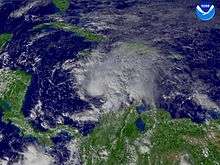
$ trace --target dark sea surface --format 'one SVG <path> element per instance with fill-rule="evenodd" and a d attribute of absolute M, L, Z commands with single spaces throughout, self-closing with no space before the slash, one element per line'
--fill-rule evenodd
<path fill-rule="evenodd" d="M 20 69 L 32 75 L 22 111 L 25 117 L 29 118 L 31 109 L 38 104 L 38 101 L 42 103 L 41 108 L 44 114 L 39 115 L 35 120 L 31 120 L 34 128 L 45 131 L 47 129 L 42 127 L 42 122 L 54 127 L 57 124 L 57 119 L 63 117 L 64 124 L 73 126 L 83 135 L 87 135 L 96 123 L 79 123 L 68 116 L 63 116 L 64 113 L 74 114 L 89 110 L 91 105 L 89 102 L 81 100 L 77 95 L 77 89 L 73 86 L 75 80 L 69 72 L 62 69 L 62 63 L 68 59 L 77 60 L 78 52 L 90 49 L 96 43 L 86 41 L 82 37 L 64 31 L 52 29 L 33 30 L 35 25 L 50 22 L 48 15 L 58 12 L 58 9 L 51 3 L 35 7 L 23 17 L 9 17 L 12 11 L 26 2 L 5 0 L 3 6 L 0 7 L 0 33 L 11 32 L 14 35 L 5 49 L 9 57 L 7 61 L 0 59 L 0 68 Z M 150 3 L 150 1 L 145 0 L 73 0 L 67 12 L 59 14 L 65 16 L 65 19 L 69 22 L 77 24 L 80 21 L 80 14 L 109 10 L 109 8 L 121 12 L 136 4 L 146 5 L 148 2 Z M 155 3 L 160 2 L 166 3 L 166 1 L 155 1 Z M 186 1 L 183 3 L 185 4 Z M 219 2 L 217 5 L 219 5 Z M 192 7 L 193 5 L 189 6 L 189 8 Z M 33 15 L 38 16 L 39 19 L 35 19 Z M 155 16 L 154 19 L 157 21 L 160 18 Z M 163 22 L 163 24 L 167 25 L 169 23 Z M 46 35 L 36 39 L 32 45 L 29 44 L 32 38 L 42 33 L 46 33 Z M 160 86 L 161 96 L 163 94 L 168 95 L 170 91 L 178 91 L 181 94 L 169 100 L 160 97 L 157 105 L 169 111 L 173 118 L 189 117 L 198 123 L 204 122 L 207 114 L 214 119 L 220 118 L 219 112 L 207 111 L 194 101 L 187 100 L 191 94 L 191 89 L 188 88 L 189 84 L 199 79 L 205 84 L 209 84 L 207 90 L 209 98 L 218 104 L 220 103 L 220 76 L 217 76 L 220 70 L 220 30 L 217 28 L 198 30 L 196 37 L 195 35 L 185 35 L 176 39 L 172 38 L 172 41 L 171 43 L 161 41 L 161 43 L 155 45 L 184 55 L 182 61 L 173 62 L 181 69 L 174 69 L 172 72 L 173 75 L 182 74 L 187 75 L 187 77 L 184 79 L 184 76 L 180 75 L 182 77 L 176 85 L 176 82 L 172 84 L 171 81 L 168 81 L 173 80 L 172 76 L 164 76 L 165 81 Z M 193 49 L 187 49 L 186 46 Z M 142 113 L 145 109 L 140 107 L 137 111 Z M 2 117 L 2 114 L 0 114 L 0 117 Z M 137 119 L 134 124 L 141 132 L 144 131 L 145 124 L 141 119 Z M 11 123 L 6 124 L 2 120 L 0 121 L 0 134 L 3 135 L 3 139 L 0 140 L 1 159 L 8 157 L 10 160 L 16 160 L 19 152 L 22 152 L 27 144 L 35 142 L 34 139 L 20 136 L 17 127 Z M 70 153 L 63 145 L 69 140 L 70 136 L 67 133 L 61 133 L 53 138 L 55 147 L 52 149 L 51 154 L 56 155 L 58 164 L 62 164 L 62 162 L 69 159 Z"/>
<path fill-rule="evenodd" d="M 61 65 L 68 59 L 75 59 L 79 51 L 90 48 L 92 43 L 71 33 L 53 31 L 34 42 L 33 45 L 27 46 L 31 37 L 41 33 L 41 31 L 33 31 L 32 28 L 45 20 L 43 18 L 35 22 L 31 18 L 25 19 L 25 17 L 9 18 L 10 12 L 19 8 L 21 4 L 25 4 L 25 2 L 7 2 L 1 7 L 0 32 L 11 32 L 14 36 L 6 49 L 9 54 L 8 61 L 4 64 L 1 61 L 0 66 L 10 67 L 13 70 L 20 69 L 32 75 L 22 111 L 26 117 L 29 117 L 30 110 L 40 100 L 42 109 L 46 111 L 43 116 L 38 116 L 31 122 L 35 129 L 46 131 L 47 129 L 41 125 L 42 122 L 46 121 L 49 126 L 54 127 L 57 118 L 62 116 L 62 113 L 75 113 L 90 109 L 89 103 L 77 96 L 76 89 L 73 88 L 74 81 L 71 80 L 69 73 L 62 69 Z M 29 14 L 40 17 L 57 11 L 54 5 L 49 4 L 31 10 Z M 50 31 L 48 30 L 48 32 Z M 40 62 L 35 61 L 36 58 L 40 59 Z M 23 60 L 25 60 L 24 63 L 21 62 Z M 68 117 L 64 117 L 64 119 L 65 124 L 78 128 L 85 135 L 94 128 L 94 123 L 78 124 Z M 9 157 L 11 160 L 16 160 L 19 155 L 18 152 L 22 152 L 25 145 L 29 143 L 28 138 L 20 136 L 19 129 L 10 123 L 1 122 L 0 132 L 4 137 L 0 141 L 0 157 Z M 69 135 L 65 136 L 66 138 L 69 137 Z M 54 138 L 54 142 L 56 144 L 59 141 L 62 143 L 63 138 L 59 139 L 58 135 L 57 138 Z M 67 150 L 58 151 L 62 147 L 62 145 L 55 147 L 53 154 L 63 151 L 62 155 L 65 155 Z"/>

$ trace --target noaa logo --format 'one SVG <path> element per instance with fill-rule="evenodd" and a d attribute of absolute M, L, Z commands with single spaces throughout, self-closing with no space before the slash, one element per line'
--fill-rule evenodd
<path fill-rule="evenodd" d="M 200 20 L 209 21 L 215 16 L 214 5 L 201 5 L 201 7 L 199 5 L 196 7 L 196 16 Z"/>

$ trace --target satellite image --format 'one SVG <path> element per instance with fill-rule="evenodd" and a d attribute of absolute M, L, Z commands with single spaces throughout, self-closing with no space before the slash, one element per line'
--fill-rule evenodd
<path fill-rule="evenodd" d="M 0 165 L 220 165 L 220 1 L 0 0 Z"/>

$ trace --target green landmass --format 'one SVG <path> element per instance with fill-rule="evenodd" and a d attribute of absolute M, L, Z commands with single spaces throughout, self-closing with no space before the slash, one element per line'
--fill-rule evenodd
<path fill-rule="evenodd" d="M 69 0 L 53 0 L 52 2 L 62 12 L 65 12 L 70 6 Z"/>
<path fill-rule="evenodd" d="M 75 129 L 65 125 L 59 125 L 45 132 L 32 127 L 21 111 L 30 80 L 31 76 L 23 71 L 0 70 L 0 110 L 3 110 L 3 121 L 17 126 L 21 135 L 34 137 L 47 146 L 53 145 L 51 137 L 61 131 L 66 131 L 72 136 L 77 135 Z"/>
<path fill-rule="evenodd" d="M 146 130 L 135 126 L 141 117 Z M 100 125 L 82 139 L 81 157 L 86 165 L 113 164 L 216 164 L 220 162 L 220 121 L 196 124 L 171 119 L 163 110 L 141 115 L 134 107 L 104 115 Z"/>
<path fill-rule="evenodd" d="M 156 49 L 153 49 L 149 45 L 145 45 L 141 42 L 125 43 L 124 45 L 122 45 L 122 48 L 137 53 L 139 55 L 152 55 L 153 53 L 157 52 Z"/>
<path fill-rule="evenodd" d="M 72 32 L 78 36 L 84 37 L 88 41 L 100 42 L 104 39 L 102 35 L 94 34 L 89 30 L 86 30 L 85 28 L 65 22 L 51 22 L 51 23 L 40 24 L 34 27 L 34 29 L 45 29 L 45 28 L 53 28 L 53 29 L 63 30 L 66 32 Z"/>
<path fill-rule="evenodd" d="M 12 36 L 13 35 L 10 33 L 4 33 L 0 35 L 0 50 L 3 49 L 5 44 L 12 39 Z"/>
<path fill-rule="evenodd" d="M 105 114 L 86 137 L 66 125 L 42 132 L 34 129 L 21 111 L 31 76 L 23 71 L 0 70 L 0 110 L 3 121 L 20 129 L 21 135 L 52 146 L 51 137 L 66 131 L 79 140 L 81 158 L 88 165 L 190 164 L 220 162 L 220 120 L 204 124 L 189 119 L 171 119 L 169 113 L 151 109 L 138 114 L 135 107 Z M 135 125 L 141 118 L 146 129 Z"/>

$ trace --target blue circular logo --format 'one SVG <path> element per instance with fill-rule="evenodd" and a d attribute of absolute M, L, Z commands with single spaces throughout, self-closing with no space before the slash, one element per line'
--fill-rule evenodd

==

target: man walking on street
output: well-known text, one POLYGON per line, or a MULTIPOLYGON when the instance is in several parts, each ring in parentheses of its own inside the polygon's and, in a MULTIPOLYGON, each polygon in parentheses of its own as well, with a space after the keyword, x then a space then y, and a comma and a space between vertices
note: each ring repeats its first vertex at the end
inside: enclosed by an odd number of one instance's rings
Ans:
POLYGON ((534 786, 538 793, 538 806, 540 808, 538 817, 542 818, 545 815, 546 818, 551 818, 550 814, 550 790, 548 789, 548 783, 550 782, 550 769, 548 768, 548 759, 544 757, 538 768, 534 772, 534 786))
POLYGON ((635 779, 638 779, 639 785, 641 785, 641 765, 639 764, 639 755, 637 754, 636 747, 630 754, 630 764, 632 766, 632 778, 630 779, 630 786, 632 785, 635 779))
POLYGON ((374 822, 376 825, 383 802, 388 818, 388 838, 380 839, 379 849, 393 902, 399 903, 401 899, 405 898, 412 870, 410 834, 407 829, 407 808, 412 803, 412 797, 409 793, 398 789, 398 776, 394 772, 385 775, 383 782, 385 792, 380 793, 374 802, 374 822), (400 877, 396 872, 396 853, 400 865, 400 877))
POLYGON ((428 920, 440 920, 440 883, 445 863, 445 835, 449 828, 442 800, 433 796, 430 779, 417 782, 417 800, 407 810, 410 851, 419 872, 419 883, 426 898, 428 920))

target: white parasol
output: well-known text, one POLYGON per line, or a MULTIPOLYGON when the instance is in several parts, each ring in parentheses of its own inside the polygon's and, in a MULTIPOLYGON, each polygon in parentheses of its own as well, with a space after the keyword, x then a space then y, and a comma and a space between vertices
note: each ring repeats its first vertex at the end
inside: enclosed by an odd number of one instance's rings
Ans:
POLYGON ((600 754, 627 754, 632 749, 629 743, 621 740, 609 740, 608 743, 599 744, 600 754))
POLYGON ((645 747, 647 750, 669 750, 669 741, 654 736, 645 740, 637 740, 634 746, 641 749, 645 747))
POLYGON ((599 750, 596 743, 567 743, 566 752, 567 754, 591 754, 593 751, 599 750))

* Exercise details
Among the entries above, the line containing "trace --target satellite", the line containing "trace --target green", and all lines between them are to be restated word for word; nothing else belongs in the reply.

* Result of the task
$ trace --target satellite image --format 'one SVG <path> element per instance with fill-rule="evenodd" and a d attribute of absolute M, L, Z commands with single spaces throughout, self-closing with no space before the slash, one element per line'
--fill-rule evenodd
<path fill-rule="evenodd" d="M 0 165 L 220 165 L 220 1 L 0 0 Z"/>

$ trace --target green landmass --format 'one SVG <path> element per instance with fill-rule="evenodd" and a d attribute of absolute M, L, Z commands with single spaces throughout, self-closing with no space before the slash, one element per line'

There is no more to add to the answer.